Can you reproduce, word for word, the passage of the tariff article below from "Melanie Krause, founder" to "out of options."?

## SOURCE
------------------------------------------------------------------------

Melanie Krause, founder of Cinder Wines in Garden City, is not sure where she is going to get glass for her wine bottles. The usual prices of Chinese bottles have jumped under a 10% retaliatory glass tariff, which has the entire wine industry turning to domestically sourced glass.
Larger wine companies with more buying power are purchasing all of the cheaper, available glass from North American plants, Krause said, leaving small wineries running out of options.
“When the tariffs are in place, there are changes in unexpected ways, not just the price but the change in supply,” she said. “Large wineries are behaving in a predictable way, that they’re going out and seeking glass that doesn’t have the tariff, but that leads to unpredictable changes for smaller businesses.”
Retaliatory tariffs affect $289 million worth of Idaho goods annually, according to the U.S. Chamber of Commerce.
Idaho relies heavily on exports — one in six rows of potatoes and one in six gallons of milk are exported. Local producers say America’s trade wars with major trade partners are starting to have negative effects on their businesses.
On Friday, President Trump announced tariff increases on $200 billion of Chinese goods, according to the Associated Press. In turn, China on Monday announced higher tariffs on $60 billion worth of American goods.

------------------------------------------------------------------------

## LISTED ENTRIES

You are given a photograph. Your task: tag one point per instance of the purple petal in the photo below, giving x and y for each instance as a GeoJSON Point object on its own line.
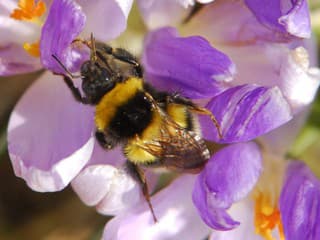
{"type": "Point", "coordinates": [277, 65]}
{"type": "Point", "coordinates": [14, 31]}
{"type": "Point", "coordinates": [244, 26]}
{"type": "Point", "coordinates": [105, 19]}
{"type": "Point", "coordinates": [160, 13]}
{"type": "Point", "coordinates": [245, 112]}
{"type": "Point", "coordinates": [49, 135]}
{"type": "Point", "coordinates": [283, 16]}
{"type": "Point", "coordinates": [281, 139]}
{"type": "Point", "coordinates": [15, 60]}
{"type": "Point", "coordinates": [64, 23]}
{"type": "Point", "coordinates": [189, 65]}
{"type": "Point", "coordinates": [177, 218]}
{"type": "Point", "coordinates": [300, 203]}
{"type": "Point", "coordinates": [244, 212]}
{"type": "Point", "coordinates": [112, 190]}
{"type": "Point", "coordinates": [228, 177]}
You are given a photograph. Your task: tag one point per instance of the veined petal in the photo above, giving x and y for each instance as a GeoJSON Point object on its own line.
{"type": "Point", "coordinates": [228, 177]}
{"type": "Point", "coordinates": [241, 26]}
{"type": "Point", "coordinates": [300, 203]}
{"type": "Point", "coordinates": [108, 188]}
{"type": "Point", "coordinates": [15, 60]}
{"type": "Point", "coordinates": [243, 211]}
{"type": "Point", "coordinates": [278, 65]}
{"type": "Point", "coordinates": [189, 65]}
{"type": "Point", "coordinates": [64, 23]}
{"type": "Point", "coordinates": [160, 13]}
{"type": "Point", "coordinates": [13, 31]}
{"type": "Point", "coordinates": [49, 135]}
{"type": "Point", "coordinates": [282, 138]}
{"type": "Point", "coordinates": [105, 19]}
{"type": "Point", "coordinates": [177, 218]}
{"type": "Point", "coordinates": [245, 112]}
{"type": "Point", "coordinates": [283, 16]}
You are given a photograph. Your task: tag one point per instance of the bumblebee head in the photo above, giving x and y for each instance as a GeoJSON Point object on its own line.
{"type": "Point", "coordinates": [96, 80]}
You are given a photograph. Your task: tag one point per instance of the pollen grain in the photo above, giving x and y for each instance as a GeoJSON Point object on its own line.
{"type": "Point", "coordinates": [267, 217]}
{"type": "Point", "coordinates": [28, 10]}
{"type": "Point", "coordinates": [33, 49]}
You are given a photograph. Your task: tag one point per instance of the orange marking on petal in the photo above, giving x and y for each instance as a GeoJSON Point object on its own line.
{"type": "Point", "coordinates": [28, 10]}
{"type": "Point", "coordinates": [33, 49]}
{"type": "Point", "coordinates": [267, 217]}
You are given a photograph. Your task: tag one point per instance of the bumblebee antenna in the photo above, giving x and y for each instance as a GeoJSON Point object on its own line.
{"type": "Point", "coordinates": [63, 66]}
{"type": "Point", "coordinates": [93, 56]}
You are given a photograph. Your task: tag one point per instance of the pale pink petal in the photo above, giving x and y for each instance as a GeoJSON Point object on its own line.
{"type": "Point", "coordinates": [160, 13]}
{"type": "Point", "coordinates": [177, 217]}
{"type": "Point", "coordinates": [108, 188]}
{"type": "Point", "coordinates": [49, 135]}
{"type": "Point", "coordinates": [277, 65]}
{"type": "Point", "coordinates": [105, 19]}
{"type": "Point", "coordinates": [243, 211]}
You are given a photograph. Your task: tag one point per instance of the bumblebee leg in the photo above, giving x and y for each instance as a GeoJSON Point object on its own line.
{"type": "Point", "coordinates": [104, 141]}
{"type": "Point", "coordinates": [75, 91]}
{"type": "Point", "coordinates": [138, 174]}
{"type": "Point", "coordinates": [124, 56]}
{"type": "Point", "coordinates": [175, 98]}
{"type": "Point", "coordinates": [204, 111]}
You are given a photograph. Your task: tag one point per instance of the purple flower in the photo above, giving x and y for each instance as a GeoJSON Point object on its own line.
{"type": "Point", "coordinates": [250, 80]}
{"type": "Point", "coordinates": [58, 26]}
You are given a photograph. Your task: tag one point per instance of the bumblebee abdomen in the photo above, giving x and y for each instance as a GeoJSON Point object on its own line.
{"type": "Point", "coordinates": [132, 117]}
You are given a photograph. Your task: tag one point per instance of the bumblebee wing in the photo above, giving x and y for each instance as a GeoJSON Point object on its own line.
{"type": "Point", "coordinates": [178, 148]}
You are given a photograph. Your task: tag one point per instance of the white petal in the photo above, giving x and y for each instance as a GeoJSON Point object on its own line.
{"type": "Point", "coordinates": [159, 13]}
{"type": "Point", "coordinates": [105, 19]}
{"type": "Point", "coordinates": [277, 65]}
{"type": "Point", "coordinates": [177, 217]}
{"type": "Point", "coordinates": [108, 188]}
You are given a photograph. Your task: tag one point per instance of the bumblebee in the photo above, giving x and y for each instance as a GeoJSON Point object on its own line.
{"type": "Point", "coordinates": [155, 128]}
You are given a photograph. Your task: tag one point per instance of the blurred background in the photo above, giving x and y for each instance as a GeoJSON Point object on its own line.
{"type": "Point", "coordinates": [25, 214]}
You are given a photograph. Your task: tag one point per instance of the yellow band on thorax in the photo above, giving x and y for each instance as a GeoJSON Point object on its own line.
{"type": "Point", "coordinates": [108, 105]}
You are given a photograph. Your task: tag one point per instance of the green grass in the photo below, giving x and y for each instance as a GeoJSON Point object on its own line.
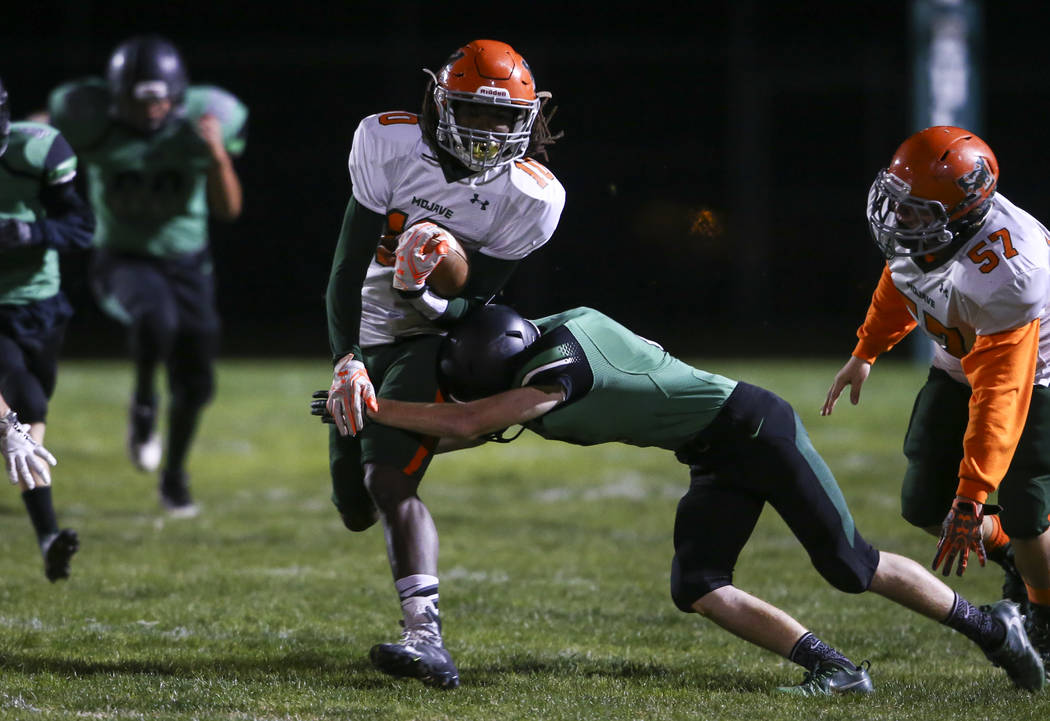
{"type": "Point", "coordinates": [553, 563]}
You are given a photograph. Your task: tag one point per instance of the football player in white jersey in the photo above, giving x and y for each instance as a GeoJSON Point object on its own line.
{"type": "Point", "coordinates": [464, 166]}
{"type": "Point", "coordinates": [972, 271]}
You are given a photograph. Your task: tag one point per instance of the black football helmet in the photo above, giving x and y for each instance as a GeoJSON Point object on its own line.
{"type": "Point", "coordinates": [4, 119]}
{"type": "Point", "coordinates": [478, 358]}
{"type": "Point", "coordinates": [142, 69]}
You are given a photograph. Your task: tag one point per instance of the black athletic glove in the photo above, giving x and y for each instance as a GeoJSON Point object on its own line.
{"type": "Point", "coordinates": [15, 234]}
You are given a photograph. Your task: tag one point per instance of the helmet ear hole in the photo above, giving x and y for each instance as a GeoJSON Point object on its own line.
{"type": "Point", "coordinates": [938, 187]}
{"type": "Point", "coordinates": [146, 68]}
{"type": "Point", "coordinates": [485, 75]}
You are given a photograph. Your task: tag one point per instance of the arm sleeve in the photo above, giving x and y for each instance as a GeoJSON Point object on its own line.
{"type": "Point", "coordinates": [887, 320]}
{"type": "Point", "coordinates": [358, 238]}
{"type": "Point", "coordinates": [1000, 368]}
{"type": "Point", "coordinates": [488, 275]}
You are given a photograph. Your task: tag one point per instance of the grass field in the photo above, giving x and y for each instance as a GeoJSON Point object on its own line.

------------------------------------------------------------------------

## EXERCISE RESULT
Melanie Krause, founder of Cinder Wines in Garden City, is not sure where she is going to get glass for her wine bottles. The usual prices of Chinese bottles have jumped under a 10% retaliatory glass tariff, which has the entire wine industry turning to domestically sourced glass.
Larger wine companies with more buying power are purchasing all of the cheaper, available glass from North American plants, Krause said, leaving small wineries running out of options.